╭─ Text excerpt

Unable to trap Jesus, the Pharisees slink away. But the disciples remain curious. What did Jesus think about the royal divorce and remarriage? To his disciples, Jesus lays it out straight: “If a husband divorces his wife to marry another woman, he commits adultery against his first wife. If a wife divorces her husband to marry another man, she commits adultery too.” You can’t divorce your husband just because you want to marry someone else. This was not permissible grounds. Like John the Baptist, Jesus denounced the marriage as adulterous. And like John the Baptist, Jesus would eventually get executed with Herod’s consent too.

This helps explain the odd placement of this passage here in chapter 10. Back in chapter 8, on the heels of Peter declaring Jesus to be the Son of God, Jesus announced that as Son of God he must suffer and die on a cross. Peter didn’t like that part, so Jesus called him Satan, which Peter didn’t like either. In chapter 9, the disciples asked about the long-expected return of Elijah the prophet who would blaze the trail for the coming Messiah. Jesus told them that Elijah had already returned in the person of John the Baptist. A suffering Elijah had blazed the way for a suffering Messiah.

╰─
╭─ Recorded data

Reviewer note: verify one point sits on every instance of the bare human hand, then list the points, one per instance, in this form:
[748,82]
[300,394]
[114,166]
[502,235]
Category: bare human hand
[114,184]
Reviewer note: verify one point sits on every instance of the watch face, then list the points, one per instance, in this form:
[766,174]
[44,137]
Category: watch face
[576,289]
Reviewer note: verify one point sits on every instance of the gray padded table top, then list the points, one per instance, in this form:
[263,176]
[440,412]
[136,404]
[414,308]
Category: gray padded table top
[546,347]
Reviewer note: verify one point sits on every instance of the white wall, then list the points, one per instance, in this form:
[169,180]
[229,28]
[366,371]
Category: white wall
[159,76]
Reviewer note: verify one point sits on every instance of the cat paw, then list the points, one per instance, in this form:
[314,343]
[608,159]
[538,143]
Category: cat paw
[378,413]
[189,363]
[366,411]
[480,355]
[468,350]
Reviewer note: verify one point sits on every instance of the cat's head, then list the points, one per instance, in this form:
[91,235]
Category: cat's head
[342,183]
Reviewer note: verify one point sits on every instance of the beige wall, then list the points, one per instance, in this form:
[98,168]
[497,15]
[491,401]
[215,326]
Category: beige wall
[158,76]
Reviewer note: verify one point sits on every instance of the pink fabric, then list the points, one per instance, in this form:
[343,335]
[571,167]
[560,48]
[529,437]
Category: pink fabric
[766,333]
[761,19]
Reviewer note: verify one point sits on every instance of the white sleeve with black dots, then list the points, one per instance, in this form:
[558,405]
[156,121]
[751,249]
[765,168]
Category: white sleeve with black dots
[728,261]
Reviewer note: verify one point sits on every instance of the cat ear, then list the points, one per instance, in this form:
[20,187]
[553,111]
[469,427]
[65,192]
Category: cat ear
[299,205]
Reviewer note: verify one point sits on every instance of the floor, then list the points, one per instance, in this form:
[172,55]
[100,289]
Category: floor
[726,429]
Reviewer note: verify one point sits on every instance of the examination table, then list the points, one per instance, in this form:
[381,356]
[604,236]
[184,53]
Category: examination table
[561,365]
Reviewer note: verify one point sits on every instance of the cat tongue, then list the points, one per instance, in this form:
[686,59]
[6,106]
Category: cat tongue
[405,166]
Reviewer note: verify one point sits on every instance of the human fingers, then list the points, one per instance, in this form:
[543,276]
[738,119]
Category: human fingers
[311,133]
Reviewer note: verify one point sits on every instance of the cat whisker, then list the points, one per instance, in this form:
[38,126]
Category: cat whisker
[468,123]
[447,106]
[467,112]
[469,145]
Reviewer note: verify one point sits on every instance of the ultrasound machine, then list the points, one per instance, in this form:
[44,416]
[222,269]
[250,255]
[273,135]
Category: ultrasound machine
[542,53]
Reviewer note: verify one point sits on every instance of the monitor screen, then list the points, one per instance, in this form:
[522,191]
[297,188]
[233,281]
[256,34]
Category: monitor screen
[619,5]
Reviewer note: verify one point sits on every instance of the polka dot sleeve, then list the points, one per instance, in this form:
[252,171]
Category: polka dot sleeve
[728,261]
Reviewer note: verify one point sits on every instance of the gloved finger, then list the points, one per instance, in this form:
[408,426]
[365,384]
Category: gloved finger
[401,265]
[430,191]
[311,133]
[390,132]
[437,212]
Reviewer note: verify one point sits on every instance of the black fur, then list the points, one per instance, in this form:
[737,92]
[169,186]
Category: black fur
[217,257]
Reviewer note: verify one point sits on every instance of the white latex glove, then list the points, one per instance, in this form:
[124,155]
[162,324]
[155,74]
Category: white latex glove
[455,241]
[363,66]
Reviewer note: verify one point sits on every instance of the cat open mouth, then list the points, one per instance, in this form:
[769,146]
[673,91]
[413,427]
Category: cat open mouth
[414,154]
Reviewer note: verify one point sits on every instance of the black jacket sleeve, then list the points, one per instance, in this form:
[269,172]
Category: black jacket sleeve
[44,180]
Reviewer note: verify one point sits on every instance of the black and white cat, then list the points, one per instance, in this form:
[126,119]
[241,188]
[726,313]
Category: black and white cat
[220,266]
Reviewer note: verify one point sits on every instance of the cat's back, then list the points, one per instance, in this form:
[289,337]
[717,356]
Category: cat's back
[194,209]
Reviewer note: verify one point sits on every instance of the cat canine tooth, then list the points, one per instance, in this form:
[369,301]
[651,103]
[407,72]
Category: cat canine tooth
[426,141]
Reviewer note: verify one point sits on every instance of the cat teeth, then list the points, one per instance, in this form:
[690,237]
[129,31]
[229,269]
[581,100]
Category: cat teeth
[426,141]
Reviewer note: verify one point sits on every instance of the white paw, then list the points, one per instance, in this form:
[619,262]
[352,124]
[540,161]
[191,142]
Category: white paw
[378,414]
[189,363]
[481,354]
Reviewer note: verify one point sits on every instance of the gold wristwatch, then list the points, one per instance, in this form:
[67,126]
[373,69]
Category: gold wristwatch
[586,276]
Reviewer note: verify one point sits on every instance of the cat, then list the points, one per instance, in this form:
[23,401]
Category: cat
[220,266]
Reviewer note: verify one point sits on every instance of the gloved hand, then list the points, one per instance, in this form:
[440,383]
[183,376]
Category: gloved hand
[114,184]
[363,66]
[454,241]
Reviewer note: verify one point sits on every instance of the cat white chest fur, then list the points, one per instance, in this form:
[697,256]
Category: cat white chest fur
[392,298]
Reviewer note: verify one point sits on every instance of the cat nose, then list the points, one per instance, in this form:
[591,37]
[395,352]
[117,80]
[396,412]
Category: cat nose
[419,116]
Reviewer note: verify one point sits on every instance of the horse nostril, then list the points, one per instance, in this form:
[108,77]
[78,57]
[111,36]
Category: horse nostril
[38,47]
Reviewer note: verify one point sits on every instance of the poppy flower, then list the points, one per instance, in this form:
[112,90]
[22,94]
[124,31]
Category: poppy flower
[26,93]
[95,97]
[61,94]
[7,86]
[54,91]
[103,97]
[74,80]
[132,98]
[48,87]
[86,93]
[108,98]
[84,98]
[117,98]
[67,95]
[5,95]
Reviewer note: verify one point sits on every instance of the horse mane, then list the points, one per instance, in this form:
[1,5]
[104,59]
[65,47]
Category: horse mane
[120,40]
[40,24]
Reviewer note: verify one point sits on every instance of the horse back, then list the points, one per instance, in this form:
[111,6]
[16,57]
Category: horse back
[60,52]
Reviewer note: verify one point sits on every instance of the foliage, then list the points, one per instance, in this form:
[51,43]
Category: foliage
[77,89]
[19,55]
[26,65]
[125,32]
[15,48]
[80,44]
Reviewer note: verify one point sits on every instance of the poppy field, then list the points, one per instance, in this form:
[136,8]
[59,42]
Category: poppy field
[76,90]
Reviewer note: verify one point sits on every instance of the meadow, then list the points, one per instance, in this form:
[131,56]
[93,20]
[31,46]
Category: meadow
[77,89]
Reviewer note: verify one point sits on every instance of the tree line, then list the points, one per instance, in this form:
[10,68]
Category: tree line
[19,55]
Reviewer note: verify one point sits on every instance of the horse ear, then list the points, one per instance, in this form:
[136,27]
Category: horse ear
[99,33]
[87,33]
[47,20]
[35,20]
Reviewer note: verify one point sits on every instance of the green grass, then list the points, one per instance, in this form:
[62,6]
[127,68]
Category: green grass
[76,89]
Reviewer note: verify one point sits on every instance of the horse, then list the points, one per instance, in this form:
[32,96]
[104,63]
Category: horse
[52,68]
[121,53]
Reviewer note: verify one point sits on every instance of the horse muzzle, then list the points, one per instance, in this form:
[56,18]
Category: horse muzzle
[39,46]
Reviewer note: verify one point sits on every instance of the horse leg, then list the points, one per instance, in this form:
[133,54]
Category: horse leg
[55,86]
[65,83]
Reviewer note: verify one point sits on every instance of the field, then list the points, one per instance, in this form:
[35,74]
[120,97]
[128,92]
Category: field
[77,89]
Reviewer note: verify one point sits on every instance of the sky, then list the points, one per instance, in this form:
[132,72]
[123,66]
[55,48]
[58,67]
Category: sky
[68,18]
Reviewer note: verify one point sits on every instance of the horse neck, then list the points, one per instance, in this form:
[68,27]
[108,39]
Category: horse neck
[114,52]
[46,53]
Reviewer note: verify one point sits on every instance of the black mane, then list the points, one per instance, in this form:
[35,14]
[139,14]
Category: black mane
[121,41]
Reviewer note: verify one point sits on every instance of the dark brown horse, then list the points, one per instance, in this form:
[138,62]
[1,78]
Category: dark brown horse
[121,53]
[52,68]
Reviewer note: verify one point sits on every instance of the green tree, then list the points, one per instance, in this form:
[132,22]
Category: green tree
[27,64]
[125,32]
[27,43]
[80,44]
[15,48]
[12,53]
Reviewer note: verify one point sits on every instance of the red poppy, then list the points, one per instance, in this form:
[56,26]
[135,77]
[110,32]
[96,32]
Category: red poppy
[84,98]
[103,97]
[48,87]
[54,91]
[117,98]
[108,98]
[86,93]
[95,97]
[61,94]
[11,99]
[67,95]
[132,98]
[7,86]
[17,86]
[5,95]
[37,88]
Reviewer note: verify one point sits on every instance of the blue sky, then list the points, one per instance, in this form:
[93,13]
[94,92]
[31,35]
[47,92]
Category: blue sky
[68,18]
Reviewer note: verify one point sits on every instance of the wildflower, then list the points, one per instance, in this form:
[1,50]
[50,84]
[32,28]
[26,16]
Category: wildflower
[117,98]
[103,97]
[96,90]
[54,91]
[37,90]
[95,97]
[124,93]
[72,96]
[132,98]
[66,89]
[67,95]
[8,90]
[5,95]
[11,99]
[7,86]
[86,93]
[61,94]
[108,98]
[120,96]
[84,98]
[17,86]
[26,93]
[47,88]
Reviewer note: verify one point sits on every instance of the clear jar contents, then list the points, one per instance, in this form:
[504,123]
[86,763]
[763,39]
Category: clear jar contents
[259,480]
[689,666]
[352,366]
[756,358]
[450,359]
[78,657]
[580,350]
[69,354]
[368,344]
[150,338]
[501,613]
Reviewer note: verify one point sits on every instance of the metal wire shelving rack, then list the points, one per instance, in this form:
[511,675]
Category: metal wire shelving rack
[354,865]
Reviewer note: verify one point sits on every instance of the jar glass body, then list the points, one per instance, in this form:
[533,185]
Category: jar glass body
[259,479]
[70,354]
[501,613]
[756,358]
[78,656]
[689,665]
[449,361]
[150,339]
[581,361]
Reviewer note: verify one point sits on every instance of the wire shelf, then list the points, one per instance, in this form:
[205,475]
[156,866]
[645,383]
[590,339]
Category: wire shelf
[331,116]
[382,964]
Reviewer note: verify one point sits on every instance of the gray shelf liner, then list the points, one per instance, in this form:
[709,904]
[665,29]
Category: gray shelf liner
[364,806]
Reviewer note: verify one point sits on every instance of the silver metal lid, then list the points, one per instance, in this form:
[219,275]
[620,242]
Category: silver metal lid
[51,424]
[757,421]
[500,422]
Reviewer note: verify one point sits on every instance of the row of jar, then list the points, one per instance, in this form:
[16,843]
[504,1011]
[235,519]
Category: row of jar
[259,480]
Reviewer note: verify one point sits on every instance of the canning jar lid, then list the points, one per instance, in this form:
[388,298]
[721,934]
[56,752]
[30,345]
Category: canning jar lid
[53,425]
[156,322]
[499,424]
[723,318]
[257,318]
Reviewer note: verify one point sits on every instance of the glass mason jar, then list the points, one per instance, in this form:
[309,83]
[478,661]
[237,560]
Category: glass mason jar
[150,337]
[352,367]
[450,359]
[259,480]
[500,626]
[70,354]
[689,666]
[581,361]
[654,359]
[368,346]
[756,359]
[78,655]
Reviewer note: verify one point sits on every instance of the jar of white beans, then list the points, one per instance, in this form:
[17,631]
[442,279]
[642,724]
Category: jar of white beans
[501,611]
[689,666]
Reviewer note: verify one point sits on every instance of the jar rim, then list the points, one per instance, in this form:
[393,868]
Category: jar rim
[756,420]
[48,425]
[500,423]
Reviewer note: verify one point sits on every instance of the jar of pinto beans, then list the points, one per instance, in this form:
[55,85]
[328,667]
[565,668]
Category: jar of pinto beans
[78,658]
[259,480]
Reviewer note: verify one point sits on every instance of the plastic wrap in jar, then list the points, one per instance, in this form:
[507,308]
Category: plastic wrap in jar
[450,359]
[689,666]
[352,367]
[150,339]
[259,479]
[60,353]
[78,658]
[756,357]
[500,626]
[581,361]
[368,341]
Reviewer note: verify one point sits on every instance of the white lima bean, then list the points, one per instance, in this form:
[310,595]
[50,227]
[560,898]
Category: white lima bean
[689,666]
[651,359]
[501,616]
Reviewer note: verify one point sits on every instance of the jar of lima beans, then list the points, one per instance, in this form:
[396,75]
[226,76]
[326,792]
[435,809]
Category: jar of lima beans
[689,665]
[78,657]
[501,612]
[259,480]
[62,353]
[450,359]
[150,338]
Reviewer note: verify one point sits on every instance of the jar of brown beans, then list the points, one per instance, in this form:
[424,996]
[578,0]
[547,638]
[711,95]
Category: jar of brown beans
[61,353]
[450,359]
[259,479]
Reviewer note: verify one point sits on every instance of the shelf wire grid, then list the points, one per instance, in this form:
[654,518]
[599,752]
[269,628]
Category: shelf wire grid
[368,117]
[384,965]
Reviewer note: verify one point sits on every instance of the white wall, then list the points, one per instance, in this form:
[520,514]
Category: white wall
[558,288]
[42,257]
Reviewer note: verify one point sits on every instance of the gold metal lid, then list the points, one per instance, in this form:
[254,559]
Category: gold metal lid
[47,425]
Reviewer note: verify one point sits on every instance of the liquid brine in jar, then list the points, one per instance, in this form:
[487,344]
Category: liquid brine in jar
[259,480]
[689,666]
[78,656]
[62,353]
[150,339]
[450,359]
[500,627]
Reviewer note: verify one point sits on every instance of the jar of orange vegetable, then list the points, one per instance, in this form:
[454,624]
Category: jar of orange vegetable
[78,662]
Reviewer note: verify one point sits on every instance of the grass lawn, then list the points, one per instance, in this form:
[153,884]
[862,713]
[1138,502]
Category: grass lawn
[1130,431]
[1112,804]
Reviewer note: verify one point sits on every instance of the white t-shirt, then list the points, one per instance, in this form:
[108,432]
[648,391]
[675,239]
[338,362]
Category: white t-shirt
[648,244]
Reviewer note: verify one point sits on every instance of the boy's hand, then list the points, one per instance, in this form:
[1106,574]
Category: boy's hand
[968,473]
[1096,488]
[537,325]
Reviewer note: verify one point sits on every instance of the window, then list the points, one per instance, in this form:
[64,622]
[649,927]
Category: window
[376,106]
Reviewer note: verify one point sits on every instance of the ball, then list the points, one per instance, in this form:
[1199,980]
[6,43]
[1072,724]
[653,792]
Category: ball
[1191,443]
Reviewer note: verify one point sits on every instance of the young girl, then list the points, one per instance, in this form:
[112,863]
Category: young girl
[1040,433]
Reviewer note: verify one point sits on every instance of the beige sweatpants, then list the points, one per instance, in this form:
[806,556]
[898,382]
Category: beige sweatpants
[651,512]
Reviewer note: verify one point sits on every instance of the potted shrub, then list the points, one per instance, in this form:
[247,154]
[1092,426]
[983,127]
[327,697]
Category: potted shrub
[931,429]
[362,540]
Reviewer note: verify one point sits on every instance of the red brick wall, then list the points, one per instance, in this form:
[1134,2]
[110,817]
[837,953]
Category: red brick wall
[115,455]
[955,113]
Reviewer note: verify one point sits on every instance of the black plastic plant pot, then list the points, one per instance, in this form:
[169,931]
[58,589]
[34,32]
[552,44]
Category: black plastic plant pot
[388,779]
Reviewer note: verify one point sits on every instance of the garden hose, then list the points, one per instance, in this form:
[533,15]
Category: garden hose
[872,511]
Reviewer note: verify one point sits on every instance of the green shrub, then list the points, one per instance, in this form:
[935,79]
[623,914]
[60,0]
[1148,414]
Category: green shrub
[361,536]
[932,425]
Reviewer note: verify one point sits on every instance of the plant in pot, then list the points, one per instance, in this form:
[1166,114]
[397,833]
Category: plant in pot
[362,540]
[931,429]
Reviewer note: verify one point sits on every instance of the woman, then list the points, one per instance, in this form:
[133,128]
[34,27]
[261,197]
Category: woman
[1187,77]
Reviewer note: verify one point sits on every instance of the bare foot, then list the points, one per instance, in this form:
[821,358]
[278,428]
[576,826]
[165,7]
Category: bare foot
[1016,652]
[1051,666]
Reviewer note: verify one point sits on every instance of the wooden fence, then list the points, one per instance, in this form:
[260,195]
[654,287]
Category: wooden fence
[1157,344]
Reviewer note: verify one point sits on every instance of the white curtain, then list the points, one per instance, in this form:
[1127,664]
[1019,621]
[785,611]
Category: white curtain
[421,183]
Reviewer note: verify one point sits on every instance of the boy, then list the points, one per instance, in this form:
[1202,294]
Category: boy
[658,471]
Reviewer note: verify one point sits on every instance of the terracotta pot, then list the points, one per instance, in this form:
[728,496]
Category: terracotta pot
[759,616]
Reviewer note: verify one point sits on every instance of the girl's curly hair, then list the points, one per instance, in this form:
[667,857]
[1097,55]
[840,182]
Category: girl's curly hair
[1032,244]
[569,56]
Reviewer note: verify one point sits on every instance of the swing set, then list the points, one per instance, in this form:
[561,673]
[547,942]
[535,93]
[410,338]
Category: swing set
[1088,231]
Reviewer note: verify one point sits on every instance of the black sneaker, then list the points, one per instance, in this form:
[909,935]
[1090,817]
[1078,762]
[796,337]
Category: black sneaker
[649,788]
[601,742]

╰─

What is asked:
A. According to the passage on Jesus and divorce, whom did Jesus say Elijah had returned as?
B. In the passage on Jesus and divorce, write out the text that begins at the words "This helps explain" and stops after "a suffering Messiah.", swapping "Peter" for "Simon" each time it appears.

Worked solutions:
A. John the Baptist

B.
This helps explain the odd placement of this passage here in chapter 10. Back in chapter 8, on the heels of Simon declaring Jesus to be the Son of God, Jesus announced that as Son of God he must suffer and die on a cross. Simon didn’t like that part, so Jesus called him Satan, which Simon didn’t like either. In chapter 9, the disciples asked about the long-expected return of Elijah the prophet who would blaze the trail for the coming Messiah. Jesus told them that Elijah had already returned in the person of John the Baptist. A suffering Elijah had blazed the way for a suffering Messiah.